_Excerto fornecido_.
-*-

A ciência e a vida humana estão cada vez mais associadas. As experiências com material genético humano são proibidas. Há, no entanto, uma enorme quantidade de questões sociocientíficas a abordar nestas áreas que englobam desde a engenharia genética, a clonagem, as pesquisas com células-tronco…

Como primeira consideração, relativamente à manipulação do genoma humano há duas vertentes díspares a ter em conta: por um lado, a chamada eugenia negativa relativa à remoção de características desfavoráveis do indivíduo. Por outro lado, a eugenia positiva, visando o melhoramento genético humano. Em ambas há certamente a vertente ética e a vertente do direito a considerar. Porém, são bastante diferentes, claro.

Qualquer mudança nestas áreas implica mudanças na conceção acerca da própria vida. A perspetiva individual e a perspetiva coletiva são muitas vezes dissonantes, pois com que custos para o interesse individual, pelo respeito pela integridade humana, pela vida do ser humano, pela sua integridade física e psicológica… se alcança o dito progresso do interesse coletivo?

Então, em que ficamos? Se me perguntam, considero que a complexidade é tão vasta que muito dificilmente não encontraremos para cada argumento favorável, outro contra. Há uns anos concordava plenamente com a proibição desta manipulação genética. Agora, não. A idade traz destas incertezas. Para muitas pessoas, sofri um retrocesso. Talvez. Contudo, pergunto, se cada indivíduo pudesse escolher entre ter ou não ter uma doença grave de origem genética, quem diria que a preferia ter? Ora, se essa doença se pudesse evitar antes do nascimento pela ciência, julgo que só responderia de forma negativa ao seu uso quem hipocritamente respondesse ou não se conseguisse colocar no lugar de um desses pacientes. Em geral, alguns argumentam que a pessoa vale por si e não pela doença ou deficiência que pode ter. Certíssimo. Contudo, é um fraco argumento. Duvido que alguém que sofra de determinada maleita, se lhe dessem a escolher, a selecionaria como sua característica.

A condição sine qua non seria se se garantisse a integridade, isto é, só se usasse essa manipulação no tocante à prevenção ou eliminação de doença ou incapacidade, bem como a equidade no acesso a esses cuidados. Pois não seria justo quem tivesse poder económico garantir uma descendência saudável e quem não tivesse esse poder ficasse sujeito ao que todos nós hoje ficamos, a roleta russa da genética. A integridade suprarreferida nunca poderia cair em futilidades como a cor dos olhos, da pele… ou outra qualquer característica meramente estética, ainda que se argumentasse, por exemplo, que a cor de olhos escura estaria mais preparada para climas quentes como o nosso ou o inverso.

-*-

Com base no excerto sobre manipulação genética, explique por que razão se exige equidade no acesso aos cuidados de prevenção ou eliminação de doenças genéticas.

Registos de uma coleção:
-*-

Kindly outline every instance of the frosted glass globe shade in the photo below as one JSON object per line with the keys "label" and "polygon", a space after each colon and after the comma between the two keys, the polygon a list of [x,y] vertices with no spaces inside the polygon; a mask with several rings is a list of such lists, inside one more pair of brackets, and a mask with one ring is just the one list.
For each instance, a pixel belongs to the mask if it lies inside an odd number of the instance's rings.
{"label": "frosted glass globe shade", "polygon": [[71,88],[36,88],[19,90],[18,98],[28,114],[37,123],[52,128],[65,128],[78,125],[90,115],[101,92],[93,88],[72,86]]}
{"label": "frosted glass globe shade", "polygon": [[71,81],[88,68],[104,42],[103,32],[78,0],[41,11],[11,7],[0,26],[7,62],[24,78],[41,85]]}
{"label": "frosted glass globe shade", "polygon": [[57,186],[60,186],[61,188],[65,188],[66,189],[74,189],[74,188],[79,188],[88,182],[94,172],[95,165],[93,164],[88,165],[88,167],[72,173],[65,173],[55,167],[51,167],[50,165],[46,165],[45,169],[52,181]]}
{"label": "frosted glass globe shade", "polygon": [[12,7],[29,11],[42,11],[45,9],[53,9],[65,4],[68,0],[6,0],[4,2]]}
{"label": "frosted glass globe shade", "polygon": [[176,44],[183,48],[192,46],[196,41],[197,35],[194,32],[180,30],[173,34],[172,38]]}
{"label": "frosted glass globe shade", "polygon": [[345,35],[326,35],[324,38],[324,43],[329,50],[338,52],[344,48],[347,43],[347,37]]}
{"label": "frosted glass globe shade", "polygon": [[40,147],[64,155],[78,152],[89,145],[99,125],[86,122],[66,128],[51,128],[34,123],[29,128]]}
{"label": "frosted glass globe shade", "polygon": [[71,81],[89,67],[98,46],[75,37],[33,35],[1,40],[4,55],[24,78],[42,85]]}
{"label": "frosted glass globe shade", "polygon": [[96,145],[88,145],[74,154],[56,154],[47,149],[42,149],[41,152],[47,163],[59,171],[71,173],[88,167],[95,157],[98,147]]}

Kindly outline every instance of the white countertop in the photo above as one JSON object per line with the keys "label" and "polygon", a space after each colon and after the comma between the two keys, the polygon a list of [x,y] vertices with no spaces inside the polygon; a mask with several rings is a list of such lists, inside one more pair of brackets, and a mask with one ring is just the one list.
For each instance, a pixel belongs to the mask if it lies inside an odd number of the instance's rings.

-*-

_Resposta_. Não seria justo que quem tivesse poder económico pudesse garantir uma descendência saudável. Quem não tivesse esse poder continuaria sujeito à "roleta russa da genética", a que hoje todos estamos sujeitos.